挑战题 A:
把残差网络笔记中从“类似GoogLeNet,在普通的网络结构后串联特殊的结构”起、到“2. 卷积链接 F(x)”为止（含这两处）的内容原样重抄一遍。
挑战题 B:
接着残差网络笔记的最后一句往下续写。

##### 阅读文段

CNN瓶颈
1. 网络能够达到的最大深度依然很浅
2. 深度网络的训练难度太大（收敛方法有进展：动量法、随机梯度下降）损失更高，精度更低

退化：网络深度加深，精度却在下降

推测：深层网络中的函数关系本质上就比浅层网络中的函数关系更复杂，更难拟合，因此深层网络本质上就比浅层网络更难优化和训练

# 残差网络（微软）
假设增加深度用的最优结构就是恒等函数y=x，利用恒等函数的性质，将用于加深网络深度的结构项更容易拟合和训练的方向设计，从根源上降低深度网络的训练难度。

类似GoogLeNet,在普通的网络结构后串联特殊的结构

残差网络使用“残差块（Residual unit）,残差单元”。在残差网络中，将众多残差单元与普通卷积层串联，以实现“在浅层网络后堆叠某种结构、以增加深度的目的”。

- y=x => y-x = 0
- H(x)-x = F(x) -> 0 ，拟合F(x)即拟合 x 和 0 的关系

要得到输出H(x) = 拟合结果F(x) + x,则残差块`并联`：
1. 跳跃链接 x
2. 卷积链接 F(x)

优势：
1. 零负担增加深度
2. 在实验上表现出比普通卷积网络容易训练的性质，且理论上能保证网络的精度
3. 残差单元能大幅增加训练速度

残差网络架构：
1. 卷积 7*7 stride2
2. 最大池化 3*3 stride2
3. 几个残差块 3*3 padding=1能保证特征图不变
4. 平均池化、线性层、softmax函数

- 18/34层：残差单元 Residual Unit
- 50/101/152层：瓶颈结构+跳跃链接 Bottlrneck

注意：
1. 残差单元每个卷积层后有BN层，第一层后有relu函数
2. 每个Layer的多个残差块共享一个特征图尺寸
3. 每个Layer的第一个残差块的第一个卷积层步长为2
4. 为了保证跳跃链接和F(x)的输出的特征图尺寸数量相同以顺利相加，要增加一个1x1卷积核控制
5. 每一个瓶颈结构各层输出分别为（middle_out,middle_out,4*middle_out）

作为归一化手段，BN层对数据的影响：

$$output = \frac{x-E[x]}{\sqrt{Varx+\varepsilon}}*\gamma+\beta$$
- gamma和beta作为需要学习的参数，若都设置为0，则任何经过BN层的数据都会为0。
- nn.BatchNorm2d中beta默认为0，则设置gamma就可以了
- 将残差块（残差单元/瓶颈架构）中最后一个卷积层后的BN层上的gamma设置为0，就可以让F(x)的输出结果为0。

##########
##### 数据行

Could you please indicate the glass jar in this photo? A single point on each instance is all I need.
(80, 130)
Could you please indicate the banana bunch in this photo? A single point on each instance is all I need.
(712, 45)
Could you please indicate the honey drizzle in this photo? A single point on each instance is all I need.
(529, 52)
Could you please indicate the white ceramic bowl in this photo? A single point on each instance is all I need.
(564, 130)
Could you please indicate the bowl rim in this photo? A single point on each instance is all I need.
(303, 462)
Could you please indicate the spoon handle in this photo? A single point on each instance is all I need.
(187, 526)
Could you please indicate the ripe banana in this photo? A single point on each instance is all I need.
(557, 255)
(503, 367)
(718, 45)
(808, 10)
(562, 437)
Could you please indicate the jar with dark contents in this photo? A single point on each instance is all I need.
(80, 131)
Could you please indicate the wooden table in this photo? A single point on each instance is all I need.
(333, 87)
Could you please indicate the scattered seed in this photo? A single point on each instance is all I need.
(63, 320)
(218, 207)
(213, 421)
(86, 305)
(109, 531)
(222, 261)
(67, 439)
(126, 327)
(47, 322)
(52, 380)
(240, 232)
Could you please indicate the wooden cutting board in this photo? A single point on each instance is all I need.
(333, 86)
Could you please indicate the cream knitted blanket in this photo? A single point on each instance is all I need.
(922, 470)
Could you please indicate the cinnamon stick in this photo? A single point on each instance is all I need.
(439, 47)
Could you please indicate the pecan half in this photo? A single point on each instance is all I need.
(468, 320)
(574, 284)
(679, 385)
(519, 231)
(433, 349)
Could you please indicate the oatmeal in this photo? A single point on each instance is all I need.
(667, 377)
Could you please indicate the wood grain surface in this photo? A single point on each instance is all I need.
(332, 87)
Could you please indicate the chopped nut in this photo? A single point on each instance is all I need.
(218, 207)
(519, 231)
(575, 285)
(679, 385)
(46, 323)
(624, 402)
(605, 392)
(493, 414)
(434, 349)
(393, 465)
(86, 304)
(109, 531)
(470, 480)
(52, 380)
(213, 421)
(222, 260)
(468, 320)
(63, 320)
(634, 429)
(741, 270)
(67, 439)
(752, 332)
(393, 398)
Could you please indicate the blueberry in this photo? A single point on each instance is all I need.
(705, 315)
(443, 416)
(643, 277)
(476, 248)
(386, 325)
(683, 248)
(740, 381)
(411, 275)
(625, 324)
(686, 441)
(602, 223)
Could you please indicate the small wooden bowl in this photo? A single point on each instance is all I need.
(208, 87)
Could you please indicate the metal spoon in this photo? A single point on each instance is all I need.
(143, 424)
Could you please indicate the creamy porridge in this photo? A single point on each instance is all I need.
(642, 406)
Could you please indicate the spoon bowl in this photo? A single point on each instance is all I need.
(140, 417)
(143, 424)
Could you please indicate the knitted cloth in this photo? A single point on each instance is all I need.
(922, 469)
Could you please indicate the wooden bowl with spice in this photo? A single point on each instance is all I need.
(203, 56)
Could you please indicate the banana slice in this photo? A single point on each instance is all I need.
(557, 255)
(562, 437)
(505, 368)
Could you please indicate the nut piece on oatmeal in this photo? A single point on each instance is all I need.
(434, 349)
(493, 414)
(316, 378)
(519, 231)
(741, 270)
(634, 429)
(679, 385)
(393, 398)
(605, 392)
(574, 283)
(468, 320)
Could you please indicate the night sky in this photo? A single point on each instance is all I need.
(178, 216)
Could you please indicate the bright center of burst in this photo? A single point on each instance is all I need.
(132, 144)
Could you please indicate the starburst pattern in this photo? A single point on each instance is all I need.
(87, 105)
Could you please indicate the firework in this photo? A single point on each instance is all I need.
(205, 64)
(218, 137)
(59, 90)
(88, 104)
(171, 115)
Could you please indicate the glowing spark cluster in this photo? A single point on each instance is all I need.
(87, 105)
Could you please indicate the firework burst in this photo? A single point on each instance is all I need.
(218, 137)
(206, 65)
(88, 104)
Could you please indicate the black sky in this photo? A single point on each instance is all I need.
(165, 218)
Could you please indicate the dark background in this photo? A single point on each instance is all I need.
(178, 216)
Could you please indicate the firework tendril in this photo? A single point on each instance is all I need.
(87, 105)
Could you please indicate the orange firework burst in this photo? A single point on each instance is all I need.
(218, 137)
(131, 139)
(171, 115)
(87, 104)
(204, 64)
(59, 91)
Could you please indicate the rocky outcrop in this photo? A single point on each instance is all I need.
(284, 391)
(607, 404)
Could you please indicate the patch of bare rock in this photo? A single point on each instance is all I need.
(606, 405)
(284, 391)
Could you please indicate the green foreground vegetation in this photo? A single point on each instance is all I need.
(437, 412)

##########

回复 A:
类似GoogLeNet,在普通的网络结构后串联特殊的结构

残差网络使用“残差块（Residual unit）,残差单元”。在残差网络中，将众多残差单元与普通卷积层串联，以实现“在浅层网络后堆叠某种结构、以增加深度的目的”。

- y=x => y-x = 0
- H(x)-x = F(x) -> 0 ，拟合F(x)即拟合 x 和 0 的关系

要得到输出H(x) = 拟合结果F(x) + x,则残差块`并联`：
1. 跳跃链接 x
2. 卷积链接 F(x)

回复 B:
In [1]:
# 复现

In [2]:
# basicconv +BN +relu (conv3x3,conv1x1)
# Residual Unit,Bottlrneck

In [73]:
import torch
from torch import nn
from typing import Type,Union,List,Optional
from torchinfo import summary

In [4]:
def conv3x3(in_,out_,stride=1,initialzero = False):
    bn = nn.BatchNorm2d(out_)
    # 需要进行判断：要对BN进行0初始化吗？
    # 最后一层就初始化，不是最后一层就不改变gamma和beta
    if initialzero == True:
        nn.init.constant_(bn.weight,0)
    return nn.Sequential(nn.Conv2d(in_,out_
                            ,kernel_size=3,padding=1,stride= stride
                            ,bias=False)
                         ,bn)

In [5]:
conv3x3(2,10)

Sequential(
  (0): Conv2d(2, 10, kernel_size=(3, 3), stride=(1, 1), padding=(1, 1), bias=False)
  (1): BatchNorm2d(10, eps=1e-05, momentum=0.1, affine=True, track_running_stats=True)
)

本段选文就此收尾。